Direction a
Set down the passage of the Galbraith excerpt below from "John Kenneth Galbraith" to "headline of www.nytimes.com?", word for word.

John Kenneth Galbraith (October 15, 1908 to April 29, 2006). How should his epitaph read? `Economist who held a mirror to society,' as in the obit headline of www.nytimes.com?

Or, `By far the most famous economic thinker of his day,' as http://news.bbc.co.uk eulogised? Or, further, as the man who `popularised Modern Economics,' as www.washingtonpost.com chooses to remember him, instead of as `a renegade in modern economics', that http://cepa.newschool.edu labels him?

It's quite possible that Galbraith will variously be remembered as the Canadian who taught economics for long at Harvard, the US diplomat who served a stint in India, a towering iconoclast at 6 feet 8 inches, and so forth. So be it.

This is but a small attempt at touching base with a few of the many works of the giant in the field of economics.

"Galbraith has written 48 books — his latest, The Economics of Innocent Fraud, came out last year — that have sold more than 7.5 million copies and have been translated into nearly three dozen languages," states www.johnkennethgalbraith.com.

Popular trilogy

"He also has written more than 1,000 articles and essays for newspapers and magazines around the world over the past 70 years."

Wikipedia opines that his most famous works were "a popular trilogy of books on economics, American Capitalism (1952), The Affluent Society (1958), and The New Industrial State (1967)." In the foreword to American Capitalism: The Concept of Countervailing Power Galbraith fretted: "Not even the most unimaginative man can send a book to press in these days without wondering what the world will be like into which, after six months of gestation — three months less than a human but one month more than a goat — the helpless infant will be born."

Chapter 1, titled `The Insecurity of Illusion,' began on an interesting note, as you can preview on www.questia.com: "It is told that such are the aerodynamics and wing-loading of the bumblebee that, in principle, it cannot fly. It does, and the knowledge that it defies the august authority of Isaac Newton and Orville Wright must keep the bee in constant fear of a crack-up."

Galbraith likened the bumblebee's flight to the way the US Government was being run, "in defiance of the rules — rules that derive their ultimate authority from men of such Newtonian stature as Bentham, Ricardo and Adam Smith."

The Affluent Society is praised for its "accessible writing style, which makes complex economic concepts and arguments understandable to the popular reader," as www.enotes.com notes. In the book, he had asserted that economic theory should consider how advertising managed to artificially create `high rates of consumption to support high rates of production'.

Direction b
From the rows below, pull out the lines from the line with "instance: [(355, 851)]" to the line with "[(779, 820), (516, 639), (705, 176), (310, 520)]", including both, and reproduce them verbatim.

Extracted information
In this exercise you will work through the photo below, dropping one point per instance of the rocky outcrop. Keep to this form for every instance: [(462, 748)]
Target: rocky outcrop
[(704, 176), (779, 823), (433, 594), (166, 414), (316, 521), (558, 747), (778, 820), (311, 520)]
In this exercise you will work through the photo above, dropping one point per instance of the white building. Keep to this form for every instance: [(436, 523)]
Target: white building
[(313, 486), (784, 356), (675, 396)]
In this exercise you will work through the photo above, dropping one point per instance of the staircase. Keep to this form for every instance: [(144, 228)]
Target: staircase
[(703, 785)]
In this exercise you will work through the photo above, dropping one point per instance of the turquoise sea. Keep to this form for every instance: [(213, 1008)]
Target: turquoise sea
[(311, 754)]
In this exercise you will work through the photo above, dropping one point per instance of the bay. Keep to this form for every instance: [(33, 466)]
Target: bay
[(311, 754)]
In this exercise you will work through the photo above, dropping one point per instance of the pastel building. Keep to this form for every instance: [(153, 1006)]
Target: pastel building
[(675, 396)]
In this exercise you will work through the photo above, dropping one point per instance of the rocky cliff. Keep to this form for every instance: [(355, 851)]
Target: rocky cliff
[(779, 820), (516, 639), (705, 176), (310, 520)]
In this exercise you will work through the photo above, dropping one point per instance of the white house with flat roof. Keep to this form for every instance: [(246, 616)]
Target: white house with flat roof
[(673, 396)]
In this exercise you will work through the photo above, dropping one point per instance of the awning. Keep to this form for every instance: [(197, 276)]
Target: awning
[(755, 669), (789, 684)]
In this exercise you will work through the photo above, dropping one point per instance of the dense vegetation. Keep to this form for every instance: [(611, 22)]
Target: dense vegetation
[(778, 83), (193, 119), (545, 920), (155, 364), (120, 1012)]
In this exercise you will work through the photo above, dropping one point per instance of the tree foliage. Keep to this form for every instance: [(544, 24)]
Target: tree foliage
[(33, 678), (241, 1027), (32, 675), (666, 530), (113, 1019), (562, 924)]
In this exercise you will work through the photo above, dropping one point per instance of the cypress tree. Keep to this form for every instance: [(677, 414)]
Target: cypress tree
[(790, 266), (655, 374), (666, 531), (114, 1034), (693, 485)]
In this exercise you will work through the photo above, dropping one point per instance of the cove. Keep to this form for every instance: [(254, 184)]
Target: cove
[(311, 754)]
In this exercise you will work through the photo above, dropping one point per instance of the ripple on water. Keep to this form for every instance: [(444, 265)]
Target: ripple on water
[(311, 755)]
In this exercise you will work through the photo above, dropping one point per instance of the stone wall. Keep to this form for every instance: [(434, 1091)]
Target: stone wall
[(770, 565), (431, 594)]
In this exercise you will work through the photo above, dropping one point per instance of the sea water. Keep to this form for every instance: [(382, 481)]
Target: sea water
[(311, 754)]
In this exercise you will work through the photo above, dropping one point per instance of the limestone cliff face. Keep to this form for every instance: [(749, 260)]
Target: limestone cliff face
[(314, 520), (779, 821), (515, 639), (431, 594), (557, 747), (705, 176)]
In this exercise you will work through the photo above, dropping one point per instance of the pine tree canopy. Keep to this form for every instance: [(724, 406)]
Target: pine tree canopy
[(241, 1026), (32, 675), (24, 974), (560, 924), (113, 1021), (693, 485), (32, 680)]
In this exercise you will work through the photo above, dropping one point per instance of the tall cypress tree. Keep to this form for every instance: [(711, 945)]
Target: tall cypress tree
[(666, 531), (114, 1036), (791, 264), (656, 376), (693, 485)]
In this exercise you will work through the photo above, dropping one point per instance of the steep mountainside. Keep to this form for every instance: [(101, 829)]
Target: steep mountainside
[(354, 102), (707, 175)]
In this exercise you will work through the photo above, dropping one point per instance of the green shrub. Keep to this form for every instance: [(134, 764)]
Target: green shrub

Final result a
John Kenneth Galbraith (October 15, 1908 to April 29, 2006). How should his epitaph read? `Economist who held a mirror to society,' as in the obit headline of www.nytimes.com?

Final result b
In this exercise you will work through the photo above, dropping one point per instance of the rocky cliff. Keep to this form for every instance: [(355, 851)]
Target: rocky cliff
[(779, 820), (516, 639), (705, 176), (310, 520)]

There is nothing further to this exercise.